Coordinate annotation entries
==========
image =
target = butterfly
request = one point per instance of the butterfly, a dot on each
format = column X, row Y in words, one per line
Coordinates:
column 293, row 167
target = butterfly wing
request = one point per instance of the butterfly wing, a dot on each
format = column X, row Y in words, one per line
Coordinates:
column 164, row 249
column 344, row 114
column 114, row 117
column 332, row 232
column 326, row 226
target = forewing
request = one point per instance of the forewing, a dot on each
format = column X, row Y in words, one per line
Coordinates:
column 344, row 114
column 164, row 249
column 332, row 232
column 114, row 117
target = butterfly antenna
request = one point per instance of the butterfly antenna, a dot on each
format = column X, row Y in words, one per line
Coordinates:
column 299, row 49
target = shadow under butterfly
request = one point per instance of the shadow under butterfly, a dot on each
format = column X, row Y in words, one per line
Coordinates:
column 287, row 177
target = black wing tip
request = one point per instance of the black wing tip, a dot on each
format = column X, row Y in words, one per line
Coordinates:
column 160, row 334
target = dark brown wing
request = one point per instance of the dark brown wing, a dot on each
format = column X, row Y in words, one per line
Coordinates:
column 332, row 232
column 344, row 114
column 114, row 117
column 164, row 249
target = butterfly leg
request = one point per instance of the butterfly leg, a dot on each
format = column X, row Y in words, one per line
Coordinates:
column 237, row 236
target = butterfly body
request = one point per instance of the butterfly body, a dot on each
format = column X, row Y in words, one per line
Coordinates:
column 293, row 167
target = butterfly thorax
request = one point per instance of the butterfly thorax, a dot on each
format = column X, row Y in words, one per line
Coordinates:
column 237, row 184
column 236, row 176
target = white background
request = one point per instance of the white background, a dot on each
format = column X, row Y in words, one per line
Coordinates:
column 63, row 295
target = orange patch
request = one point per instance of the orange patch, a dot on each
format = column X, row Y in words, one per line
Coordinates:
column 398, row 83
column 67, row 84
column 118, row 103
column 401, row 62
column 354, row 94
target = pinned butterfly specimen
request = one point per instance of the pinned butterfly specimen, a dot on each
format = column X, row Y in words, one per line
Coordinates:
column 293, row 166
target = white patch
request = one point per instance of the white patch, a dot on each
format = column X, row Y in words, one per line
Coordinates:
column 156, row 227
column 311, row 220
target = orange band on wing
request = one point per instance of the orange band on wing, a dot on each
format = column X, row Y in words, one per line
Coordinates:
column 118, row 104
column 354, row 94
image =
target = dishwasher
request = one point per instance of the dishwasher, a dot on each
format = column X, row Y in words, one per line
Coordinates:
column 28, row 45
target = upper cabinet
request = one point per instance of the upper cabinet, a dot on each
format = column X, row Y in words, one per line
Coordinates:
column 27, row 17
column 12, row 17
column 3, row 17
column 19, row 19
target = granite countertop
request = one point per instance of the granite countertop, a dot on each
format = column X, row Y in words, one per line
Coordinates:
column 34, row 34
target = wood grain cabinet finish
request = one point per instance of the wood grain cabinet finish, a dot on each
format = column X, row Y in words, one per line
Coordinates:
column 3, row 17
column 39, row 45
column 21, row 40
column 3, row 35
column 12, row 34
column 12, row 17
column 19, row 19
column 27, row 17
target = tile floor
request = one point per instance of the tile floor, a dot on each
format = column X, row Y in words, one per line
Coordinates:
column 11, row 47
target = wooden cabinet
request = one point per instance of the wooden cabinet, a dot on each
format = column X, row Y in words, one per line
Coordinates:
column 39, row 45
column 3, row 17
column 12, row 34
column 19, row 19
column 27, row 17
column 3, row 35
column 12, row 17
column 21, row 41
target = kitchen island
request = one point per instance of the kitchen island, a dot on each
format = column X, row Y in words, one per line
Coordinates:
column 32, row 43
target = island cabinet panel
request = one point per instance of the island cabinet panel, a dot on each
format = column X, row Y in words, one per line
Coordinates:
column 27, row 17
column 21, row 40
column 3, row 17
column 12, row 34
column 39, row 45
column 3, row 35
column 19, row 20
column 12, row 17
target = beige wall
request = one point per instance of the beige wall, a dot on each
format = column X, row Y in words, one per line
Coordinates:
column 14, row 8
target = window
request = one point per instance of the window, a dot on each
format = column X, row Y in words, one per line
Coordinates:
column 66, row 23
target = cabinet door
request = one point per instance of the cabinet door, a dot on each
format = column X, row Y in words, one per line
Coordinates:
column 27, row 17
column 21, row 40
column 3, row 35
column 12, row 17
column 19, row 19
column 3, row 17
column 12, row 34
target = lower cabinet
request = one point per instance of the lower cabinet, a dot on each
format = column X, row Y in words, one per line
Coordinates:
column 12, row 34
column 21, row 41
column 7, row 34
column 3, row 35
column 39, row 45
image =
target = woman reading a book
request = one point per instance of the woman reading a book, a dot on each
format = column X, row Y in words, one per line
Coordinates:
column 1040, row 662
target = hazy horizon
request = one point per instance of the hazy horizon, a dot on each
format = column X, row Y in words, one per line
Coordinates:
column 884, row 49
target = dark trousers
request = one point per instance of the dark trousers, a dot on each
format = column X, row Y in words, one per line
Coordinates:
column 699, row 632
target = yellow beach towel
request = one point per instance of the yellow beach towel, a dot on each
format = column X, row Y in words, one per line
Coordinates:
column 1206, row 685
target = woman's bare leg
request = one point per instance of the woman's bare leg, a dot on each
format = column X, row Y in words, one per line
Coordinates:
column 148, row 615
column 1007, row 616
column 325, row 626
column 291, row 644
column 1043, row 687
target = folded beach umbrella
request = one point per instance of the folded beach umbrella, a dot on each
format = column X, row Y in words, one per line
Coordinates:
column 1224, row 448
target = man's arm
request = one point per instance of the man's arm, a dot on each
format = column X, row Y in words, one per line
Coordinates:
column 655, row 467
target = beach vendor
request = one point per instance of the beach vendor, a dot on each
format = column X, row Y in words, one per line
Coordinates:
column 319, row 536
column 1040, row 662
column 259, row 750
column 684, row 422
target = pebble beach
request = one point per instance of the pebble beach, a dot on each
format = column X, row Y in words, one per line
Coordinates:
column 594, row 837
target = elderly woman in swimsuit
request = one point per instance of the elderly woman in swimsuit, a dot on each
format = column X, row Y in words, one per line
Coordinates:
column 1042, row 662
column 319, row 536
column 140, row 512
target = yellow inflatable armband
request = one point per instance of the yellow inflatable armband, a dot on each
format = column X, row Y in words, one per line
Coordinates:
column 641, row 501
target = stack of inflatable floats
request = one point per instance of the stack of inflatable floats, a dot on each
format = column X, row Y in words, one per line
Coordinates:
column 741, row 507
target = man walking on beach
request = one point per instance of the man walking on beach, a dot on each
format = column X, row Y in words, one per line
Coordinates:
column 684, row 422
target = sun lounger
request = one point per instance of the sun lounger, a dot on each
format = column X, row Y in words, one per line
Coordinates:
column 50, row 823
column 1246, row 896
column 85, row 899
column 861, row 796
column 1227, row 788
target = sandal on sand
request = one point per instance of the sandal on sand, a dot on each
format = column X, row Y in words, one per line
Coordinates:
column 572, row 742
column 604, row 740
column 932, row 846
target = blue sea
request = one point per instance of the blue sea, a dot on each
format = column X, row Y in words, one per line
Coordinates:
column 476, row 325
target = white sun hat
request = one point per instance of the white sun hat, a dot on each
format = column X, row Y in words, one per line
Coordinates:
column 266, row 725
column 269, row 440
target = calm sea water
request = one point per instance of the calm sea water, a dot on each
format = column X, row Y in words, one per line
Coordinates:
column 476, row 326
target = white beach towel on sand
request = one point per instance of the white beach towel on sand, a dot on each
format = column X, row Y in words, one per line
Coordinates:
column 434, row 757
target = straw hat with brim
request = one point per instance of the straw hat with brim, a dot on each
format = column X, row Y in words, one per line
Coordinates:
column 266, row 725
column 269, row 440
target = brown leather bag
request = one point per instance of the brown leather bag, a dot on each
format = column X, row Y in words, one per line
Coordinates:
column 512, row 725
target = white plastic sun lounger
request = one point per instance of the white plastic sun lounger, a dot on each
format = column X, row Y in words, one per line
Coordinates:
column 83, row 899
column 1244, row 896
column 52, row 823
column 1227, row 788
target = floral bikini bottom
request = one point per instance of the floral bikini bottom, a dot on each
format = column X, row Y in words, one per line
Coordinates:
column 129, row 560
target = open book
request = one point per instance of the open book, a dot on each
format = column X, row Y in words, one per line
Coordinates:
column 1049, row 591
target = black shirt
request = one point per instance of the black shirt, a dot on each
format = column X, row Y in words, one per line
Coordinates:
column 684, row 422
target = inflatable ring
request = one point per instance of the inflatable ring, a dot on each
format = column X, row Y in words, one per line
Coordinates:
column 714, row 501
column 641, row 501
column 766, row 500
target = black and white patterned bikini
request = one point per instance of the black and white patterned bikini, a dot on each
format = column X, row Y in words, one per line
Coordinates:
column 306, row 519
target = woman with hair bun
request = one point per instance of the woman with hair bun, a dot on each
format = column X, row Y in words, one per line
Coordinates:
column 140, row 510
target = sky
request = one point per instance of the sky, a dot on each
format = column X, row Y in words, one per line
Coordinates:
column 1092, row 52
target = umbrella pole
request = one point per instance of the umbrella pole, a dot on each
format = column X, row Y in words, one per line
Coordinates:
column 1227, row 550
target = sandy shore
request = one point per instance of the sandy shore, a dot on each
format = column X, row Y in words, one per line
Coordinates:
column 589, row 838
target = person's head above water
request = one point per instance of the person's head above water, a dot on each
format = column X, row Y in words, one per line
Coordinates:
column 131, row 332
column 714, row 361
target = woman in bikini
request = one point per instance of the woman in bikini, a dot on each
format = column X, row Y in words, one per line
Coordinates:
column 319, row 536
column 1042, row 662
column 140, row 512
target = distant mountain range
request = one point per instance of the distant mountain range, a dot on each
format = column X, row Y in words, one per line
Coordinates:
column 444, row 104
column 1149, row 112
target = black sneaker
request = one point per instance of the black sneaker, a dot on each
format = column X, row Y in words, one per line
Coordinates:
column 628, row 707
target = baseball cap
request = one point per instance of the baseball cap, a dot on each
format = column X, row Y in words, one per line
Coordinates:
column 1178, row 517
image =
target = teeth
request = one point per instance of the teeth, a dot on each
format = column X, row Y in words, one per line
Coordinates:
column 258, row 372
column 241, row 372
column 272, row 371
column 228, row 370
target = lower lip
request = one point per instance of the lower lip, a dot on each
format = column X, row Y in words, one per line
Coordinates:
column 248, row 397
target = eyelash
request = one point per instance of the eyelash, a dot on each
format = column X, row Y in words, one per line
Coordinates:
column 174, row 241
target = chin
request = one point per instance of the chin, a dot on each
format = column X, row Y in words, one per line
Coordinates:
==========
- AIM
Please rewrite the entries from the line with "target = sandal on sand" to the line with "column 766, row 500", replacing "dot" with "mark" and leaving everything else unchanged.

- WRITTEN ANSWER
target = sandal on sand
request = one point per instance of the sandal on sand, a mark on each
format = column X, row Y in words, one per line
Coordinates:
column 572, row 742
column 604, row 740
column 932, row 846
target = blue sea
request = one point per instance of the blue sea, a mark on each
format = column X, row Y in words, one per line
Coordinates:
column 476, row 325
target = white sun hat
request = one point per instance of the white sun hat, a mark on each
format = column X, row Y in words, one per line
Coordinates:
column 266, row 725
column 269, row 440
target = calm sea water
request = one point per instance of the calm sea water, a mark on each
format = column X, row Y in words, one per line
Coordinates:
column 476, row 326
target = white beach towel on sand
request = one point per instance of the white beach towel on sand, a mark on each
format = column X, row Y in words, one per line
Coordinates:
column 434, row 757
target = straw hat with brim
request = one point per instance of the straw hat with brim, a mark on each
format = column X, row Y in words, one per line
Coordinates:
column 266, row 725
column 269, row 440
target = brown leather bag
request = one point per instance of the brown leather bag, a mark on each
format = column X, row Y in words, one per line
Coordinates:
column 512, row 725
target = white plastic sun lounger
request = one point per instance of the white plastic sun lounger, a mark on each
format = column X, row Y in words, one per line
Coordinates:
column 83, row 899
column 1244, row 896
column 52, row 823
column 1227, row 788
target = floral bikini bottom
request = one point per instance of the floral bikini bottom, a mark on each
format = column X, row Y in words, one per line
Coordinates:
column 129, row 560
target = open book
request = one point per instance of the open book, a mark on each
format = column X, row Y in words, one per line
Coordinates:
column 1049, row 591
target = black shirt
request = one point per instance of the black shirt, a mark on each
format = column X, row Y in words, one per line
Coordinates:
column 684, row 422
target = inflatable ring
request = one point per instance of the inflatable ring, a mark on each
format = column X, row Y in words, one per line
Coordinates:
column 714, row 501
column 641, row 501
column 766, row 500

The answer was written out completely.